### PROBLEM REQUIREMENTS:
Pick out every line of the rows below that contains the word "face", and copy each one in full. Case counts.

— start of PROVIDED DATA —

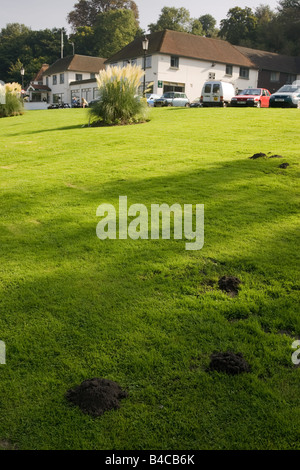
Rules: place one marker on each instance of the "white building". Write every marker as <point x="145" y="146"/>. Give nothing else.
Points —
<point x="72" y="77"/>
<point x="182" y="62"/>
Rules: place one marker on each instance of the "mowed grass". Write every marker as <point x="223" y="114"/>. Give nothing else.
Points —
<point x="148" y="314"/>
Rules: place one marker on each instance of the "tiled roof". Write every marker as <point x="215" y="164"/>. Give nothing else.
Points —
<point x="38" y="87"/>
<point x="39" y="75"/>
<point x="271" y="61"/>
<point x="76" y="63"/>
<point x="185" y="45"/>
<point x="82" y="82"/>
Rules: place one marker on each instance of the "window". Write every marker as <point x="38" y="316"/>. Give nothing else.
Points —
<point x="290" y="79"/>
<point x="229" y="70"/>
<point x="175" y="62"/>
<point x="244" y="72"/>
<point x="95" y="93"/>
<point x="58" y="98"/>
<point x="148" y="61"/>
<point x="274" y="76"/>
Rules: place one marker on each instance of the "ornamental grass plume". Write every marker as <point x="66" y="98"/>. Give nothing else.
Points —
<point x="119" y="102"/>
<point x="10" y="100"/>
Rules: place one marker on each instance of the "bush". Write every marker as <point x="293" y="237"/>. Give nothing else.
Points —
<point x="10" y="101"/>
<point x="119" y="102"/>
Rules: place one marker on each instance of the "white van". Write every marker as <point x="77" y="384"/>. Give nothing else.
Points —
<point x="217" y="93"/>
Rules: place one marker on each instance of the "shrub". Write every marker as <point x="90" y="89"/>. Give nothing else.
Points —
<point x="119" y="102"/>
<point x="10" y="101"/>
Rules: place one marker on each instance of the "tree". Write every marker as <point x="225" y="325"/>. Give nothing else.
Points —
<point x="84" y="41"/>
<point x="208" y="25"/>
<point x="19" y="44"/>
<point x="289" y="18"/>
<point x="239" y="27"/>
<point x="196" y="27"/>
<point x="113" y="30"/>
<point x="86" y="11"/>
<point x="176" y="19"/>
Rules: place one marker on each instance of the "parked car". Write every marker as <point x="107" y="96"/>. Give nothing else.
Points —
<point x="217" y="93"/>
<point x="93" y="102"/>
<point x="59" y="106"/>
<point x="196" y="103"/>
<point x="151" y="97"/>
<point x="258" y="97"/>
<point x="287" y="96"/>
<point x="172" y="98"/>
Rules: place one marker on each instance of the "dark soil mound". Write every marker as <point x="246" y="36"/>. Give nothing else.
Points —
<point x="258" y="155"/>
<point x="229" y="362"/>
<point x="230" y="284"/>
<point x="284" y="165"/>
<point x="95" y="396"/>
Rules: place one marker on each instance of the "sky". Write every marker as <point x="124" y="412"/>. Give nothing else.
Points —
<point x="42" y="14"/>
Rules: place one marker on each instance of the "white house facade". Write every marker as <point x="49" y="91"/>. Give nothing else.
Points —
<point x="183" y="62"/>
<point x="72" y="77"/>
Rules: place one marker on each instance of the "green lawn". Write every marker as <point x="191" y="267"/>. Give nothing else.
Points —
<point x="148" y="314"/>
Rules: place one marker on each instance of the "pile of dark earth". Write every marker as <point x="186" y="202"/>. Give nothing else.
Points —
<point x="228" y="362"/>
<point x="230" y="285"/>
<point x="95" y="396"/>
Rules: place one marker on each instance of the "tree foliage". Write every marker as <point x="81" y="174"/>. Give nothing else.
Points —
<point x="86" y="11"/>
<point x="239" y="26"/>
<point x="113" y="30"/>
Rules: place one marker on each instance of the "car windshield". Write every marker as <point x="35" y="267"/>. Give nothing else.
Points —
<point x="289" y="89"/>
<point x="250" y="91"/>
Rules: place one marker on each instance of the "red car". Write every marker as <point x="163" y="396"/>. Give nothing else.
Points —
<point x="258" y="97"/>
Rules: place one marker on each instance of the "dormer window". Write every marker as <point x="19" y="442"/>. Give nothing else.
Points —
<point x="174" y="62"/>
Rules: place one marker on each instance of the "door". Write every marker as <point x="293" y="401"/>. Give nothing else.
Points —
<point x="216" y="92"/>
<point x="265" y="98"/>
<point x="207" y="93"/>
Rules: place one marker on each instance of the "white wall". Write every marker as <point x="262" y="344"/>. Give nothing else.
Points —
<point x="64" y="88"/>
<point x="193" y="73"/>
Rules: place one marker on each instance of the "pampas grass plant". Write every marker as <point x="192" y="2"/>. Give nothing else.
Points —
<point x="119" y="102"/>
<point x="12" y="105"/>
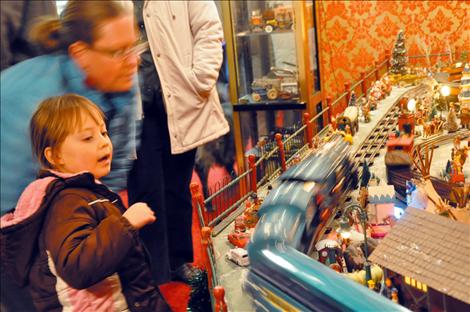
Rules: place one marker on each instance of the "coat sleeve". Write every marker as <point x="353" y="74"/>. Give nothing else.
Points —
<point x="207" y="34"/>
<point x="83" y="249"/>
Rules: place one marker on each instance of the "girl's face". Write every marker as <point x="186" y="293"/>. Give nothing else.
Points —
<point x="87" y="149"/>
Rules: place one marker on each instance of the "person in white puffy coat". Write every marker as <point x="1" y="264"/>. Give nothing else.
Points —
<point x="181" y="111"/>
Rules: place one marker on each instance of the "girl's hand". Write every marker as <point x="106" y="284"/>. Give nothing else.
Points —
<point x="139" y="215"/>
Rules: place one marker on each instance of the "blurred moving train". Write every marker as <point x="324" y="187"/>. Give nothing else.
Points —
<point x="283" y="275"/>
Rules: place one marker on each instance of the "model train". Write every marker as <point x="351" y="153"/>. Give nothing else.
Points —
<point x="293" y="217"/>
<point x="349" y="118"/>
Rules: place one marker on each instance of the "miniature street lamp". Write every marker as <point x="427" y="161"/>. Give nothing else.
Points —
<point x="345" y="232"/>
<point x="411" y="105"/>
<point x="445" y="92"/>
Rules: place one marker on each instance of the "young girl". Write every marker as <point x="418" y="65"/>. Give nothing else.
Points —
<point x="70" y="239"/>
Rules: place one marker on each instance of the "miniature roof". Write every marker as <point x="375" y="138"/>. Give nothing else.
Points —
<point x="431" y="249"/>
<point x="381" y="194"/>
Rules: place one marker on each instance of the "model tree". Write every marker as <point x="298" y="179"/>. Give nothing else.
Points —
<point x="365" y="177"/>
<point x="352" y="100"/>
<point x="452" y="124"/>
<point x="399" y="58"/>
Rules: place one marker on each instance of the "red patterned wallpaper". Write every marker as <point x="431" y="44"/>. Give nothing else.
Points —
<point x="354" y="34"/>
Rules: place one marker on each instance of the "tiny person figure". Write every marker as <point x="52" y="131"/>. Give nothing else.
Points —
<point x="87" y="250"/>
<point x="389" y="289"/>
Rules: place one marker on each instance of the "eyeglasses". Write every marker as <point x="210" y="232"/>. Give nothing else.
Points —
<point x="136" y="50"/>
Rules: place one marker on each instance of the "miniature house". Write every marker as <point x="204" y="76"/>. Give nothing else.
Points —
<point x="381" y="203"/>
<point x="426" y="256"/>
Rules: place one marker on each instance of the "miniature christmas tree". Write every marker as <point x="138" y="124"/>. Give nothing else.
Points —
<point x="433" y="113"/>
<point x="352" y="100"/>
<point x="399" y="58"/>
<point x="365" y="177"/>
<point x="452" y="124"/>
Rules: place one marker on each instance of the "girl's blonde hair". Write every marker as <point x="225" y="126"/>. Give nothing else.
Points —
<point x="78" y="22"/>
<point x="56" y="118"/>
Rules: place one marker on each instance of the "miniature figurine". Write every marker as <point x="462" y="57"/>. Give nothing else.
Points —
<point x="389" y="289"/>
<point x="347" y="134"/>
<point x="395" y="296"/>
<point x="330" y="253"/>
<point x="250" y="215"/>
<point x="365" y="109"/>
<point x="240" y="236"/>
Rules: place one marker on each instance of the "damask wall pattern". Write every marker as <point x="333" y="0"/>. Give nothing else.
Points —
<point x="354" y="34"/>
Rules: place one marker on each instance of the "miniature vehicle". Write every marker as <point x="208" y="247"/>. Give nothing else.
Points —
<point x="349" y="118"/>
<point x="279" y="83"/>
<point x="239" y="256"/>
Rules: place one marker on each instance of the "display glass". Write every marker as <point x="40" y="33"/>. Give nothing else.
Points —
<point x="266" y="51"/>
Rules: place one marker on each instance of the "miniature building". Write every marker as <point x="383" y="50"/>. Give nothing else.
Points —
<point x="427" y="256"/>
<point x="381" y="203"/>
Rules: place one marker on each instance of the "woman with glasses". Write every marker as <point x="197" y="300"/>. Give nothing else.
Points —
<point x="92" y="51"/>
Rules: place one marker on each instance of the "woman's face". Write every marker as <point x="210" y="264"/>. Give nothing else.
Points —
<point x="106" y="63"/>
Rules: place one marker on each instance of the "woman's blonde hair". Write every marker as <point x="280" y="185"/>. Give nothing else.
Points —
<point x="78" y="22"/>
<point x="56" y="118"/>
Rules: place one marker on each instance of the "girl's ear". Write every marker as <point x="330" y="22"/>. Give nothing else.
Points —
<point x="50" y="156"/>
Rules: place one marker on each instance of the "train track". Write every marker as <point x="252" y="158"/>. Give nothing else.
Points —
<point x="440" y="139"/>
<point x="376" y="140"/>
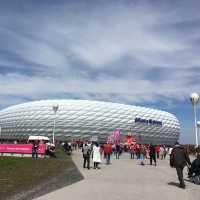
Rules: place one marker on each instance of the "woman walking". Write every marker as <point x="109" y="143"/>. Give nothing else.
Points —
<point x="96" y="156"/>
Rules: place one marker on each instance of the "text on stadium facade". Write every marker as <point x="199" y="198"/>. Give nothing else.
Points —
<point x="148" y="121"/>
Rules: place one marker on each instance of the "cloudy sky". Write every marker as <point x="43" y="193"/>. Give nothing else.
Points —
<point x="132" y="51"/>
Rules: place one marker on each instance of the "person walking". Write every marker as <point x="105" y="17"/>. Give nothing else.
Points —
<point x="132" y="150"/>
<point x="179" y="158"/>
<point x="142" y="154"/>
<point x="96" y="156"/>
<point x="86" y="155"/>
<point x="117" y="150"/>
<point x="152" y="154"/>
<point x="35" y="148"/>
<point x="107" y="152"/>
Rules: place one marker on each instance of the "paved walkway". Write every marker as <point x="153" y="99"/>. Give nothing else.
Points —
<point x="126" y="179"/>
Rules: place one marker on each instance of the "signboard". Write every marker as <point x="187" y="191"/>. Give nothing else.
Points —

— end of PROVIDED DATA —

### COMPLETED EXERCISE:
Rules: place one marker on each instance of the "girl's face". Write every marker as <point x="186" y="293"/>. Give nothing else.
Rules: place one marker on each instance of the "woman's face". Write every marker as <point x="210" y="264"/>. Give nothing else.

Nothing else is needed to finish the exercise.